■ TAREFA PROPOSTA ■
Por favor, responda com base no trecho:
1. Que ocupações o texto atribui a Amaudson Ximenes?
2. Quantos anos de existência da instituição o articulista menciona?
3. Em que endereço ficava o prédio da Ordem dos Músicos do Brasil – Seção Ceará?

##### TRECHO

Com o título “Notas sobre a Ordem dos Músicos do Brasil – Secção Ceará: a casa caiu!”, eis artigo de Amaudson Ximenes, sociólogo, músico e pesquisador. “(…) a demolição da sede do Estado do Ceará é somente uma consequência dos inúmeros desmandos, da desorganização, da incompetência da instituição em estabelecer um diálogo franco e transparente com a categoria e a sociedade brasileira ao longo dos seus 65 anos de existência”, expõe o articulista.
Confira:
Recebi um vídeo, através do “zap”, cujo conteúdo diz respeito ao desaparecimento do prédio da Ordem dos Músicos do Brasil – Seção Ceará, então sediado na Avenida José Bastos, nº 2.880. O conteúdo traz um personagem que lamenta o desaparecimento, dizendo que vai “investigar”, depois, em tom “ameaçador”, promete “punição” aos malfeitores. Mas, acredito que se soubesse um pouco da trajetória da instituição, a sua reação seria completamente diferente.

##########
##### DADOS FORNECIDOS

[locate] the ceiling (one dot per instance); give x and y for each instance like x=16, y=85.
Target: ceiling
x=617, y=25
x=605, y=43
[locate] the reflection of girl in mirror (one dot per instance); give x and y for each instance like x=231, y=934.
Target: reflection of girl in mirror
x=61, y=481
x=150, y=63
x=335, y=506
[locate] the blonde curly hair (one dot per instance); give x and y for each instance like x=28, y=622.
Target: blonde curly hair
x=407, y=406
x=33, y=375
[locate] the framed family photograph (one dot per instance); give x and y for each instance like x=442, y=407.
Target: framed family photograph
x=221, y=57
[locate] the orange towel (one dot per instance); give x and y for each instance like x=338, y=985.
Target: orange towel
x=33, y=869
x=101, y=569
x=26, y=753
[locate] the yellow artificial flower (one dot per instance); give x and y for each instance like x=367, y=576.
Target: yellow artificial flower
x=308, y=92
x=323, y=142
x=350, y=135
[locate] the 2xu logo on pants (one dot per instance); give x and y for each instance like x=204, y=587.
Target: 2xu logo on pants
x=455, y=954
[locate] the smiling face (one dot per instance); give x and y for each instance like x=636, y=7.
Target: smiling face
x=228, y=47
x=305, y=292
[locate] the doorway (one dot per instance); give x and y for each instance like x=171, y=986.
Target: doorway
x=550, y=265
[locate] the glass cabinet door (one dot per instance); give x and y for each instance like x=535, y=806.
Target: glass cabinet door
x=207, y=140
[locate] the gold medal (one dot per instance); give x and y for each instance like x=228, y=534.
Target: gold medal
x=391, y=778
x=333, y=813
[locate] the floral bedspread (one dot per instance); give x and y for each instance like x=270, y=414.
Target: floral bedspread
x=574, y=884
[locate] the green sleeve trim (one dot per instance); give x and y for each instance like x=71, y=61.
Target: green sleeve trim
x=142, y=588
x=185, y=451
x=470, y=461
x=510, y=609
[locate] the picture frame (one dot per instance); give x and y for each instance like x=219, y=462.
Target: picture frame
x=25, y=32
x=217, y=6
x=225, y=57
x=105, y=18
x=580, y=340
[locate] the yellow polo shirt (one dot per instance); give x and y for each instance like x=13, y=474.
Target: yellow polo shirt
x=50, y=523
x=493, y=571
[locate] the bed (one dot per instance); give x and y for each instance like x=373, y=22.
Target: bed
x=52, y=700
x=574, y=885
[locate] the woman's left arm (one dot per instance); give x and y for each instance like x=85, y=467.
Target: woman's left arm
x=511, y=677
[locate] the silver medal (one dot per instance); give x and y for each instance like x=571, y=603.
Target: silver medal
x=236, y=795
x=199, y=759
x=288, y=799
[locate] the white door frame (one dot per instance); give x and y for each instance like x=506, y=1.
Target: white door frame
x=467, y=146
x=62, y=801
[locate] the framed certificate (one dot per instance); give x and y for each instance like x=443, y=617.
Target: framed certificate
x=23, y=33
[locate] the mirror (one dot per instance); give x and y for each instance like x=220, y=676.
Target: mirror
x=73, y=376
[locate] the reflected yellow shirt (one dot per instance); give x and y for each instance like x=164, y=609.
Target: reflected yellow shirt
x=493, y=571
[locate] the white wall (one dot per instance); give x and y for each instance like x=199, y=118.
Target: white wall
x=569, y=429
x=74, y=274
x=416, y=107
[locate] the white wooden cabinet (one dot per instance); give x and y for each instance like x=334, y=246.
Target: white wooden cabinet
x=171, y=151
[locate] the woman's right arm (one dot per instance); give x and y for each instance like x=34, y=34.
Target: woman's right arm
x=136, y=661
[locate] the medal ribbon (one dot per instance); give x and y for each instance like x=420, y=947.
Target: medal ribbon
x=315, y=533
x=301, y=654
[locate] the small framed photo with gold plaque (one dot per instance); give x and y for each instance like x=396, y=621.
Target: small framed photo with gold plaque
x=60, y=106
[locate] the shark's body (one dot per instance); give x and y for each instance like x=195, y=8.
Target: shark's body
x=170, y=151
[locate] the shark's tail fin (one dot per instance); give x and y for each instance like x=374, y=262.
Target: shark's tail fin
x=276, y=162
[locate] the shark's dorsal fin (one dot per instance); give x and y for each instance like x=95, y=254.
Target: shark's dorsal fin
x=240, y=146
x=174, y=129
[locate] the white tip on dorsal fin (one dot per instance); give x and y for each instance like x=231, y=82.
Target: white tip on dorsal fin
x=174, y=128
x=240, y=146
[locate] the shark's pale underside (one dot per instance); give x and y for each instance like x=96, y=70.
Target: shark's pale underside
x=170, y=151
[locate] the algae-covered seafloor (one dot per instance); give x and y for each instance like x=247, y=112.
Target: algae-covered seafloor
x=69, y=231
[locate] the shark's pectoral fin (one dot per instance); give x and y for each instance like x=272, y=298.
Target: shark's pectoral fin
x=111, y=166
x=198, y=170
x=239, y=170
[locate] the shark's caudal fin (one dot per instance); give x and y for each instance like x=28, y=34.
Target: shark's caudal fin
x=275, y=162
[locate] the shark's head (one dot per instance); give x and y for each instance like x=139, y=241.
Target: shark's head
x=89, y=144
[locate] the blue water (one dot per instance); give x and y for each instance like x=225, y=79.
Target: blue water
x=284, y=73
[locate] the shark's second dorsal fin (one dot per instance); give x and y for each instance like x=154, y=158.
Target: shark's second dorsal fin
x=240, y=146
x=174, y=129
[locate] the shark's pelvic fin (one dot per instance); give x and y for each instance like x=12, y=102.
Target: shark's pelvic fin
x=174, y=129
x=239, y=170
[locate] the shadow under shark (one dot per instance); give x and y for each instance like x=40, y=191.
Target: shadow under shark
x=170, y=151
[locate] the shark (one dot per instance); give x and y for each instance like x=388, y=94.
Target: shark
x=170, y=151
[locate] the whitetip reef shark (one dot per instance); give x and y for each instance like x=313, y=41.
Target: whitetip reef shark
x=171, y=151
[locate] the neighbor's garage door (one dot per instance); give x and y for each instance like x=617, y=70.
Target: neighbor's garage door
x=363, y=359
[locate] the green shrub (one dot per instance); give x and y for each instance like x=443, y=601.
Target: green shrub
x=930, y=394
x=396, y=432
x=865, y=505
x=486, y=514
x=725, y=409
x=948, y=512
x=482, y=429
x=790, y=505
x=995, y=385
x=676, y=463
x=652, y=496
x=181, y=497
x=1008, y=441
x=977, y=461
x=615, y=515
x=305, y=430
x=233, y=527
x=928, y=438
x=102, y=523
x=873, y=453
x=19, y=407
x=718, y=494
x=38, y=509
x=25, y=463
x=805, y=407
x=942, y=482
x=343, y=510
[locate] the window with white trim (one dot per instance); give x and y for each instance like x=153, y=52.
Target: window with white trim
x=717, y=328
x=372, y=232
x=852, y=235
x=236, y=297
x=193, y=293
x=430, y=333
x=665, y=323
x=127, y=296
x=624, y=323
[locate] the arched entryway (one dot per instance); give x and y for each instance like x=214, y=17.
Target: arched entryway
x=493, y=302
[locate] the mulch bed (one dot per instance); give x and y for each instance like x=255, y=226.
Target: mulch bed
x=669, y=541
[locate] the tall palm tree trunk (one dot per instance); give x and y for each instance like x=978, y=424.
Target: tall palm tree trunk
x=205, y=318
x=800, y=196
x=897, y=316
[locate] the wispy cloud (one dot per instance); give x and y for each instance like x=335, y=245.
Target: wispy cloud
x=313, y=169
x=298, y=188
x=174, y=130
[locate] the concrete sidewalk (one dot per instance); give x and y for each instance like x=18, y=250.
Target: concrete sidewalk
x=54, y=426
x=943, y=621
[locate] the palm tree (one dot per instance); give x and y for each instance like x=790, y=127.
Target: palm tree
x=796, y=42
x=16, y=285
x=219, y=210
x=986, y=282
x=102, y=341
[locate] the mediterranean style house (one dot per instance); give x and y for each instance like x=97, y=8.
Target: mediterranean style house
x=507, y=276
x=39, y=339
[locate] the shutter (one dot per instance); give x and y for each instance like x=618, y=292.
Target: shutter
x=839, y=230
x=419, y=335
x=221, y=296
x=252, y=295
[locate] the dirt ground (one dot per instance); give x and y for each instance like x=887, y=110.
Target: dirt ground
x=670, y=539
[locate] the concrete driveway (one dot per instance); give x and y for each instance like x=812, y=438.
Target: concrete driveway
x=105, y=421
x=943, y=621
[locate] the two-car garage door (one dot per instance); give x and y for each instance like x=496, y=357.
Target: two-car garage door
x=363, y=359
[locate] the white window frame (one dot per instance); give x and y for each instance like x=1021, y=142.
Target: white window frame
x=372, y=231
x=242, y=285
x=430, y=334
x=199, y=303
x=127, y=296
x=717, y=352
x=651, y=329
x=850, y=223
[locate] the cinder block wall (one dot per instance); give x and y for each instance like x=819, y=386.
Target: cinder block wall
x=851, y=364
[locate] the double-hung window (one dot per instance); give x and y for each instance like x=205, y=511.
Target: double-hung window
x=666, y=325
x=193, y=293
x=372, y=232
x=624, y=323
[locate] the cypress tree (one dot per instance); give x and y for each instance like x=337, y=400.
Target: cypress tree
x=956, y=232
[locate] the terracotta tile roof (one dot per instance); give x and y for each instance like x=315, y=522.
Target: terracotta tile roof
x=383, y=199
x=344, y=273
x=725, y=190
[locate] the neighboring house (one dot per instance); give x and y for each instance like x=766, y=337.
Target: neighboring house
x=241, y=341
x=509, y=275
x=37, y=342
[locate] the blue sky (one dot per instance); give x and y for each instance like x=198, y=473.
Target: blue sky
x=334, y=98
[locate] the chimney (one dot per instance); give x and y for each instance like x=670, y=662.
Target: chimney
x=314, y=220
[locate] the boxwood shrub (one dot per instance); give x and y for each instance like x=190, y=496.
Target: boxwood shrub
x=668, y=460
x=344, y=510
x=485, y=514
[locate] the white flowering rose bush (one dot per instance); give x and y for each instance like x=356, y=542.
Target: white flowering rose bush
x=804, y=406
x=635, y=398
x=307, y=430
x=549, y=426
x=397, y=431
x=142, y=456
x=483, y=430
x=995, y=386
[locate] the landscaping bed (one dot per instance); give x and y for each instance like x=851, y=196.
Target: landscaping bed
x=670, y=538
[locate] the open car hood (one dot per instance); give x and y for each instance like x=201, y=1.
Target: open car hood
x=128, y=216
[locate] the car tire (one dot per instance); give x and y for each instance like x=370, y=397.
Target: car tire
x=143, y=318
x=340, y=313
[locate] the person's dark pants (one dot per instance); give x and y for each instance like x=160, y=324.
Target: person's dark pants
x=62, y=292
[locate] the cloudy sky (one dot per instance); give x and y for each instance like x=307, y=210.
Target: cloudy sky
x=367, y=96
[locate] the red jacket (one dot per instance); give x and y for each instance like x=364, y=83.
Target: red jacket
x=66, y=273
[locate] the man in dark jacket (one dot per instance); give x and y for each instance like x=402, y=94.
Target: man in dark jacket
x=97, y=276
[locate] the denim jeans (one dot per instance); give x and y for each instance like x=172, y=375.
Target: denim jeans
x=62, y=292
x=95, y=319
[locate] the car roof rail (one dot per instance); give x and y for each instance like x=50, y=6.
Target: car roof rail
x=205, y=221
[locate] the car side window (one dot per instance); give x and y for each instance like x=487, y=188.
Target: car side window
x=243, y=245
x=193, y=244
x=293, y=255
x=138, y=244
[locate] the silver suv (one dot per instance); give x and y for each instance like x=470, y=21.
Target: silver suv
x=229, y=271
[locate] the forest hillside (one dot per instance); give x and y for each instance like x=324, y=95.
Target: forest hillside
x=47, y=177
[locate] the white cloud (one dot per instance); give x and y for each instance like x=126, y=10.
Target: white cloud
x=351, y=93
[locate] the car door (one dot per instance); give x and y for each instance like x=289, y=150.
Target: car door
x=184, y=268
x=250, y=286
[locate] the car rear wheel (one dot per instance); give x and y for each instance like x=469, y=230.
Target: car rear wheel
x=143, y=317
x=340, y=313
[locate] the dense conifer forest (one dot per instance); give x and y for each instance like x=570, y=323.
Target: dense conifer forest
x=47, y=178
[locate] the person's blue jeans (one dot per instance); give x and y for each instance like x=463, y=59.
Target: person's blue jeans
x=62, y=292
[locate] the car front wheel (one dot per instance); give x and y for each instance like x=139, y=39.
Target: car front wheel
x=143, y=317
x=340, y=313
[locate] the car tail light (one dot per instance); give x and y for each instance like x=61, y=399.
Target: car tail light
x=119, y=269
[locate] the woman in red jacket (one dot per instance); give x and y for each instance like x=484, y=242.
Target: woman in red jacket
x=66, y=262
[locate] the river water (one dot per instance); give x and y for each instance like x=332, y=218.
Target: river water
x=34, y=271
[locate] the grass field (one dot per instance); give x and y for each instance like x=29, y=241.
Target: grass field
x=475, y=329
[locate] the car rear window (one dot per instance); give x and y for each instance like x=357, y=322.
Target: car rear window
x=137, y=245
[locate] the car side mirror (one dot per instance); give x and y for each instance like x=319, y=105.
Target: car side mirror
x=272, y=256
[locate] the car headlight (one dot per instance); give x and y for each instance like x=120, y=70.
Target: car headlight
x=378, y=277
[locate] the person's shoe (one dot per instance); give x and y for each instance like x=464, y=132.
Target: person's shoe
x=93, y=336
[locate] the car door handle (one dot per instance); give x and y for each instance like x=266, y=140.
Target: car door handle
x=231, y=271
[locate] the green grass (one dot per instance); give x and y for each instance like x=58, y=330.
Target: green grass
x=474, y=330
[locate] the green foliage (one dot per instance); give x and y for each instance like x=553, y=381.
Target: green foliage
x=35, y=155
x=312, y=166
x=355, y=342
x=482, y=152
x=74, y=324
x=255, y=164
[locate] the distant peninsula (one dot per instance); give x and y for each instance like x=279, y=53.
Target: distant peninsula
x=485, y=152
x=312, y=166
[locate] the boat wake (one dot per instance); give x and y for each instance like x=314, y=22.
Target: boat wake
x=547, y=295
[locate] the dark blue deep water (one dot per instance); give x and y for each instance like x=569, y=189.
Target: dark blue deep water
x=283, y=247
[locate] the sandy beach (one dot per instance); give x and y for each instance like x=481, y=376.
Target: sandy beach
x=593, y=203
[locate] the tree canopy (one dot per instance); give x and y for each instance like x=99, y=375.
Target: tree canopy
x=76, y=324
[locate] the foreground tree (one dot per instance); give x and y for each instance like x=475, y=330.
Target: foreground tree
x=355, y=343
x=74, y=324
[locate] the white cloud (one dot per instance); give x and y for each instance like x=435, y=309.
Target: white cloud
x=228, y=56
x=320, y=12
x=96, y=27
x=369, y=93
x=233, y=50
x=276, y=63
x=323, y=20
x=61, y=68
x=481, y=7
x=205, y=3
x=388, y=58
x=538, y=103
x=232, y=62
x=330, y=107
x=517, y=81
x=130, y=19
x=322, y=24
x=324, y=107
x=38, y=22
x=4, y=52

##########

■ RESPOSTA COMPLETA ■
1. Sociólogo, músico e pesquisador.
2. 65 anos.
3. Avenida José Bastos, nº 2.880.